● Available data

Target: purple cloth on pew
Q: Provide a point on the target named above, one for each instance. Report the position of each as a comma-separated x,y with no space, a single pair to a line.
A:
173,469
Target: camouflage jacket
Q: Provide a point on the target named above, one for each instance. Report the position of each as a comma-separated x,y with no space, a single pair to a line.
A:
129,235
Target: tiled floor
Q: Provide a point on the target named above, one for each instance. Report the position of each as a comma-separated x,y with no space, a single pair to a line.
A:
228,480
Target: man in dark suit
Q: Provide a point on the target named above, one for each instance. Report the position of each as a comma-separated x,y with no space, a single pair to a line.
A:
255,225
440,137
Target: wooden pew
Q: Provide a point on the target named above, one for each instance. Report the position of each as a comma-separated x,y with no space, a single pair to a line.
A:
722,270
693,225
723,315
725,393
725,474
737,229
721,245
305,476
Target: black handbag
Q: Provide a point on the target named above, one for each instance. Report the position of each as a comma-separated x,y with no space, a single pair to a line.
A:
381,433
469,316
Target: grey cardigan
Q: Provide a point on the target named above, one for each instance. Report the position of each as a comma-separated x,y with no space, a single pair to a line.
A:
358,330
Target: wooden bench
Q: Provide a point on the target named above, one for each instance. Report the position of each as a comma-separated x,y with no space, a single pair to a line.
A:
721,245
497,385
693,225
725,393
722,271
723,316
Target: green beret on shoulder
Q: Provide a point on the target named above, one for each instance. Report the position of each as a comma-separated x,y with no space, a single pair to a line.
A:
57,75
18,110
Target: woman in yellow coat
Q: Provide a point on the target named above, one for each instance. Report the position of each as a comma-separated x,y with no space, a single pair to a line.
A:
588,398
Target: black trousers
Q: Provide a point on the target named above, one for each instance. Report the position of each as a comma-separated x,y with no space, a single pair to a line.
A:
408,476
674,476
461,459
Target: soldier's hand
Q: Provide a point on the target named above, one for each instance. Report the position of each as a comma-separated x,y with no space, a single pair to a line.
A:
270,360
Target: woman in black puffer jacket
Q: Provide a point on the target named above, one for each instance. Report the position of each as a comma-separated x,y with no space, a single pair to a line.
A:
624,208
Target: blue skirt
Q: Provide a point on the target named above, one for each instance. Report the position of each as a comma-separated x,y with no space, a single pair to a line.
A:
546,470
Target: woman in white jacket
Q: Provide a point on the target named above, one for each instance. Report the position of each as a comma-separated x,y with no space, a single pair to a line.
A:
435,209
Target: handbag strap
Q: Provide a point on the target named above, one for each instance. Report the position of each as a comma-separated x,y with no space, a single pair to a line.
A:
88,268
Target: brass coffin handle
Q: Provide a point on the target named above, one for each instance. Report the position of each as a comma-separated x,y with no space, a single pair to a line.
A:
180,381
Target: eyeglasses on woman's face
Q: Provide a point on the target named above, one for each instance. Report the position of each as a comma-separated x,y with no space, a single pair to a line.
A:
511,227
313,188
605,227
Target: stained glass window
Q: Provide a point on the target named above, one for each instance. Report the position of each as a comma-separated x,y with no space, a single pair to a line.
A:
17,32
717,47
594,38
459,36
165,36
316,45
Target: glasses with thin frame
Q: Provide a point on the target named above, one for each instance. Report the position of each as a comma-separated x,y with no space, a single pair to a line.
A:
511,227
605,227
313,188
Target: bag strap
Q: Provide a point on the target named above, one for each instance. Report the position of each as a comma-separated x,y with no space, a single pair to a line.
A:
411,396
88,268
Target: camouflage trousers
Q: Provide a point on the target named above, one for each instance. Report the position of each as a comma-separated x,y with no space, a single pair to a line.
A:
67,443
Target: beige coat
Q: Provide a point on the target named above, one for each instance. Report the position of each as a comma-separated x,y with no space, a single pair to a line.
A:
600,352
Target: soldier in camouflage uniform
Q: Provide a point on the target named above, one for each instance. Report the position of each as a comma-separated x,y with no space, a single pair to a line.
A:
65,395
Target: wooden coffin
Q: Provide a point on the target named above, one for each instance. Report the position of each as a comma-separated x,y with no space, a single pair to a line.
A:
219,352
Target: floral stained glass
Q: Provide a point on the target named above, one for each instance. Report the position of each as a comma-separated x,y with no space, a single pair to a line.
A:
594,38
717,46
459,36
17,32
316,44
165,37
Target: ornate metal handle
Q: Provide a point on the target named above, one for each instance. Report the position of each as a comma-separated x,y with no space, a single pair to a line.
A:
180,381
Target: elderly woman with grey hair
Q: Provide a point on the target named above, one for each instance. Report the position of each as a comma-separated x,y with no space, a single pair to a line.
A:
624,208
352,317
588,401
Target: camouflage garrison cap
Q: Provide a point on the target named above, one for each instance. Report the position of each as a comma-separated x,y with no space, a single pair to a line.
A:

● Task prompt
Write out the material once more so that every line matches exactly.

● Answer for this exercise
Target: purple cloth on pew
Q: Provide a point on the target named above, one for each instance. Report the position of each as a comma-separated x,y with no space, a single pair to a line.
A:
173,469
Target: camouflage jacket
Q: Provide a point on the target named above, one for each instance. Report the position of each as a comma-separated x,y with no space, a single pair to a line.
A:
129,235
Target: tiled floor
Q: Provide a point on the target named above, one for each instance. Report the position of each as a comma-separated x,y with no space, a single pair to a line.
A:
228,480
Target: man in dark suit
Q: Provide a point on the target named above, one for each instance. Report the position of each as a comma-separated x,y with no space, a single pair to a line.
A:
255,225
440,137
Target: wooden pew
Q: Provide a point on the target named above, one for each instance. Report the position of each as a comma-separated x,y with no space, a single pair to a line.
A:
722,270
693,225
723,315
725,393
725,474
737,229
721,245
305,476
Target: black handbag
Q: Provide a point on the target named above, one for each instance. Report the position of each as a comma-separated x,y with no space, a single pair to a line.
A:
381,433
469,316
Target: grey cardigan
Q: Provide a point on the target named above, one for each instance. Report the position of each as a comma-separated x,y with no space, a single pair to a line.
A:
358,330
Target: wooden bench
Q: Provide a point on the target named above, one for each instance. Report the position of each as a comma-separated x,y with no space, a single pair to a line.
A:
721,245
497,385
693,225
725,393
722,271
723,316
Target: green beret on shoulder
Q: Provide a point on the target named above, one for each instance. Report the position of each as a comma-separated x,y with no space, a single pair to a line.
A:
57,75
18,110
Target: woman in yellow coat
Q: Provide a point on the target named above, one for each instance. Report the position of each as a comma-separated x,y with no space, a single pair to a line.
A:
588,398
Target: black trousers
Q: Provide a point on the target named above, one for each instance. Report the position of each as a comma-separated x,y with no space, a single pair to a line.
A:
408,476
674,476
461,459
Target: soldier's hand
Q: Provide a point on the target named above, one for each instance. Report the position of each as a comma-separated x,y with no space, a single pair to a line.
A:
270,360
Target: woman in black puffer jacket
Q: Provide a point on the target named above, one for each instance. Report the position of each as a comma-separated x,y with no space, a single pair to a line.
A:
624,208
Target: blue skirt
Q: Provide a point on the target named above, one for each instance. Report the position of each as a comma-separated x,y with no space, a single pair to a line.
A:
546,470
Target: woman in white jacket
Q: Provide a point on the target named above, one for each instance. Report the position of each as a comma-separated x,y with no space, a single pair to a line.
A:
435,209
Target: handbag strap
Q: Provide a point on the target named above, one for each instance. Report the position of each as a comma-separated x,y with no space, a single pair to a line.
A:
88,268
Target: brass coffin handle
Q: Provide a point on the target named above, one for each instance. Report the position of each as a comma-separated x,y with no space, a single pair to a line.
A:
180,381
Target: eyeglasses on woman's face
Q: Provide a point on the target named above, one for each instance. Report the position of each as a comma-separated x,y with no space, a single pair to a line.
A:
511,227
313,188
605,227
Target: stained glass window
Q: Provide a point on the target named above, one for each instance. Report the position of each as a comma-separated x,y with no space, a single pair to a line.
A:
17,32
717,47
594,38
459,36
165,36
316,45
Target: glasses with thin frame
Q: Provide a point on the target named above, one for each instance. Report the position of each as a comma-separated x,y with no space, a single pair to a line.
A:
511,227
605,227
313,188
Target: bag strap
Q: Provide a point on the target named above, one for each instance. Report the position of each as a comma-separated x,y with no space, a single pair to a line.
A:
411,396
88,268
Target: camouflage trousers
Q: Provide a point on the target named above, one for each instance. Report the position of each as a comma-separated x,y with no space, a single pair to a line.
A:
67,443
Target: beige coat
Q: Provide a point on the target named above, one for each instance. Report the position of each as a comma-separated x,y with no space, a single pair to a line.
A:
600,352
Target: soldier in camouflage uniform
Q: Provide a point on the target named above, one for each instance. Report the position of each as a comma-separated x,y with no space, a single pair to a line.
A:
65,395
Target: wooden coffin
Q: Provide a point on the target named above, one for each instance. Report the position of each as a comma-separated x,y with no space, a single pair to a line.
A:
219,352
Target: floral stained glass
Q: Provide a point on the target named above, one for each instance. Report the position of each as a comma-separated x,y with no space, a single pair to a line.
A:
594,38
717,46
459,36
17,32
316,44
165,37
Target: ornate metal handle
Q: Provide a point on the target named above, one for each instance. Report the position of each as a comma-separated x,y with no space, a single pair to a line.
A:
180,381
Target: elderly woman with grey hair
Q: Provide a point on the target named above, one for each instance. Report the position of each as a comma-separated x,y with no space, a single pair to a line.
A:
624,208
352,317
588,401
Target: camouflage garrison cap
Q: Provide a point on the target named above, one for each instance. Report the position of each as a comma-separated x,y with no space, a single pair to a line.
A:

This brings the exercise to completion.